§ AVAILABLE DATA:

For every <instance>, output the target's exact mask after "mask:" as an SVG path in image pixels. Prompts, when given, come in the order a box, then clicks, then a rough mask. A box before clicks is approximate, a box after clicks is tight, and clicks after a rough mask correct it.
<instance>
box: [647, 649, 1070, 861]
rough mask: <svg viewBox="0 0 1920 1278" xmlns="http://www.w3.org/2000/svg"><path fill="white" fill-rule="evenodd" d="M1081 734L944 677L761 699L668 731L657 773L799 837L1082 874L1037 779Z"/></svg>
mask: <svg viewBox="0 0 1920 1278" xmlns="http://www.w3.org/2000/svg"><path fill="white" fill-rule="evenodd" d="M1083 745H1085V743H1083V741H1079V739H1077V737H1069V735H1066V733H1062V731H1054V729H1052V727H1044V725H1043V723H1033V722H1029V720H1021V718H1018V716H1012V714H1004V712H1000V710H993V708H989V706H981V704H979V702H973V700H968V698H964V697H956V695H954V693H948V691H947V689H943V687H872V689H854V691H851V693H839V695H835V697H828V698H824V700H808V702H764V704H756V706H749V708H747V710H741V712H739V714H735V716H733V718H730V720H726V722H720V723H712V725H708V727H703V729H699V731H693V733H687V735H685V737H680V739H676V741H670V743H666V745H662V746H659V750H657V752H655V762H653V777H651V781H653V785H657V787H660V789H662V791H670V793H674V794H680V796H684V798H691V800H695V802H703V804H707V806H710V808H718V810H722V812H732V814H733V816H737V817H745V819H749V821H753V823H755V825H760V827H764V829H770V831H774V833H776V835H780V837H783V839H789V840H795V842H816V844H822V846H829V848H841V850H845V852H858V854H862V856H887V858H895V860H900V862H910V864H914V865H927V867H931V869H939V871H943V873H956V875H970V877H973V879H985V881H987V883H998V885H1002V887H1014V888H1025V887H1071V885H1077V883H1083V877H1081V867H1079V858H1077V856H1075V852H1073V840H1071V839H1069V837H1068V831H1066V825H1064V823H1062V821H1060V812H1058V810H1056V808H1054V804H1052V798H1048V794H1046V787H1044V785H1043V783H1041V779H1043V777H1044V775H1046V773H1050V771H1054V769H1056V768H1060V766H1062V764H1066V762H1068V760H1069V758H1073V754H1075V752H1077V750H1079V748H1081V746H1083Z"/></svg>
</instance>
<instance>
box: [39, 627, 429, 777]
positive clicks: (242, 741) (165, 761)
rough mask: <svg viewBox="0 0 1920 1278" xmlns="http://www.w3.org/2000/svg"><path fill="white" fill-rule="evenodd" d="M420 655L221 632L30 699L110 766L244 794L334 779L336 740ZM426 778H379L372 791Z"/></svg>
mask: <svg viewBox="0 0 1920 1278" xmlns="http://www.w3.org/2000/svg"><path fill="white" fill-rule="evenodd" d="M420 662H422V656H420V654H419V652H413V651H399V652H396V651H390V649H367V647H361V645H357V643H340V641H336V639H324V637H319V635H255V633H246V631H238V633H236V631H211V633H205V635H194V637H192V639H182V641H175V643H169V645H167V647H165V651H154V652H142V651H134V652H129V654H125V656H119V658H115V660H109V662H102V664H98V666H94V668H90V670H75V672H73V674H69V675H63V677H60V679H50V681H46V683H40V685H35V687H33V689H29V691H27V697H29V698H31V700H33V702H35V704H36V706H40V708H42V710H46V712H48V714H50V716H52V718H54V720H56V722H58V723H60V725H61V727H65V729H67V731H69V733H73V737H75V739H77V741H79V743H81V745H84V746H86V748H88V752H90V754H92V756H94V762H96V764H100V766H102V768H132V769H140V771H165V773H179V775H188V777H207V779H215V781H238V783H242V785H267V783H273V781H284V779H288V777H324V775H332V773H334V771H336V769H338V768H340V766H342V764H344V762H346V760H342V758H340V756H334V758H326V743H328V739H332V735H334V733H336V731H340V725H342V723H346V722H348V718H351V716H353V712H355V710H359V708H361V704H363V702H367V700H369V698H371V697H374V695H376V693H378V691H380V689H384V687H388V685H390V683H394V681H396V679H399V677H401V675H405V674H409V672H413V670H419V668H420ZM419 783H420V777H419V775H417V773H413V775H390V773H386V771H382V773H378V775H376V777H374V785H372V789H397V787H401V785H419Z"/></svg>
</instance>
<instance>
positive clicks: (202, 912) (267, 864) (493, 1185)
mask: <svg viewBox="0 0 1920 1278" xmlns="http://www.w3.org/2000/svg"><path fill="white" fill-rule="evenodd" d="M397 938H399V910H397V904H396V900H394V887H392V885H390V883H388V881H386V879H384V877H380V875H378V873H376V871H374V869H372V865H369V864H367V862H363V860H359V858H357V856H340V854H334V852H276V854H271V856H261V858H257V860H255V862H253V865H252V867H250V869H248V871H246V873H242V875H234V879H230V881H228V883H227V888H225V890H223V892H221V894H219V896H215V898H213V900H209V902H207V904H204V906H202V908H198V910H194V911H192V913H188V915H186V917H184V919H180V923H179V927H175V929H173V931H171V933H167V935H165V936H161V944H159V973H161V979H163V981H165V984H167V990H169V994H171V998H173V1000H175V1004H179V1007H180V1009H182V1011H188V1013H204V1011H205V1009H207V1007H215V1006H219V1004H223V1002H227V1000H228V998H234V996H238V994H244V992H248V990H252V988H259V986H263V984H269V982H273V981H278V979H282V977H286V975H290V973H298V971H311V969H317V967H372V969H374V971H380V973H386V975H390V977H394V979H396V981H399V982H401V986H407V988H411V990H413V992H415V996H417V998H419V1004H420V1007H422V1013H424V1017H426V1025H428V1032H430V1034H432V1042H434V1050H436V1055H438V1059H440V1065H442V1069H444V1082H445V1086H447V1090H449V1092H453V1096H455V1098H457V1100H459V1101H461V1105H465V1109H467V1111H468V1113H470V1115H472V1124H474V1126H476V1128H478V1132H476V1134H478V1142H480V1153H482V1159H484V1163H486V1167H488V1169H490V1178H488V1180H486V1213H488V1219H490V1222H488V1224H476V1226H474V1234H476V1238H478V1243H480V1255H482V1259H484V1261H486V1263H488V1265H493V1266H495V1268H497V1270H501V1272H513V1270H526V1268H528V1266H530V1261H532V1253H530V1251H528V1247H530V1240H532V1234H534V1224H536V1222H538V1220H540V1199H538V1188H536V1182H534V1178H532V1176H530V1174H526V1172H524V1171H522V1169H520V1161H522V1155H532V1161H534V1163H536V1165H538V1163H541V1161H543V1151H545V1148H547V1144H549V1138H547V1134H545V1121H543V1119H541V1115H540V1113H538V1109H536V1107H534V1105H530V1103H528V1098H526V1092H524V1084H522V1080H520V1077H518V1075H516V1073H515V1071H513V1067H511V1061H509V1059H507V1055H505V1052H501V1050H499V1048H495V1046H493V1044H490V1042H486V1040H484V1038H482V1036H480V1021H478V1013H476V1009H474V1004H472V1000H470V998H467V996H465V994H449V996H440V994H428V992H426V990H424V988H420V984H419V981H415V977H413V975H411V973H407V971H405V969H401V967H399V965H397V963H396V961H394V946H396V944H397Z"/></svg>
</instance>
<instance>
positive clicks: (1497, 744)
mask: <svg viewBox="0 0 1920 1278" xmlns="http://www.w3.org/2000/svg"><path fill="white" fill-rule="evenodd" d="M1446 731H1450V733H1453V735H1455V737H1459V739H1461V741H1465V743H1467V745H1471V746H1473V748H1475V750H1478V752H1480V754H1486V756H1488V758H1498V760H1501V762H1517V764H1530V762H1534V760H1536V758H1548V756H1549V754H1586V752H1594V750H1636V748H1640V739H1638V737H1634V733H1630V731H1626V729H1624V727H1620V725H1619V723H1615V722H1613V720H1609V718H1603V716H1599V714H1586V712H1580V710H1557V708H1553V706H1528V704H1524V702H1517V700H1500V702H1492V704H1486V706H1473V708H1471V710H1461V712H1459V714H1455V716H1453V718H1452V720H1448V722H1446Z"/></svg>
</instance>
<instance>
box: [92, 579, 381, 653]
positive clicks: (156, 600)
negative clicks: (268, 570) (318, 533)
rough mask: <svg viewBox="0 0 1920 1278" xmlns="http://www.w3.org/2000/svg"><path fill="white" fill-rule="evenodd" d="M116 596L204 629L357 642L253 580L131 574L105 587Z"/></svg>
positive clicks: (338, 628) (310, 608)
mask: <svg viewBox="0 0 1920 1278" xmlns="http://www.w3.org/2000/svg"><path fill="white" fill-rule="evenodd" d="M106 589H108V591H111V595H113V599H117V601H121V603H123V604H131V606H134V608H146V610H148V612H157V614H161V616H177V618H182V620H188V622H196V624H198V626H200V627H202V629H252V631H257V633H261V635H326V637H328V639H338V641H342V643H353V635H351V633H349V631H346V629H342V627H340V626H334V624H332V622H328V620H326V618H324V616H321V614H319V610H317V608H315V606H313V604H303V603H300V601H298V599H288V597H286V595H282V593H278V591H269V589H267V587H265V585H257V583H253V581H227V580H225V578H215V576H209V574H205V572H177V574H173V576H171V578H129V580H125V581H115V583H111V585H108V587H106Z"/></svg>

§ WORK REQUEST: In the entries above, one line contains "positive clicks: (156, 600)" and another contains "596L204 629L357 642L253". Reproduce exactly those two lines and the lines between them, nothing else.

§ RESPONSE TO THIS EXERCISE:
positive clicks: (156, 600)
negative clicks: (268, 570) (318, 533)
rough mask: <svg viewBox="0 0 1920 1278" xmlns="http://www.w3.org/2000/svg"><path fill="white" fill-rule="evenodd" d="M116 596L204 629L357 642L253 580L131 574L105 587Z"/></svg>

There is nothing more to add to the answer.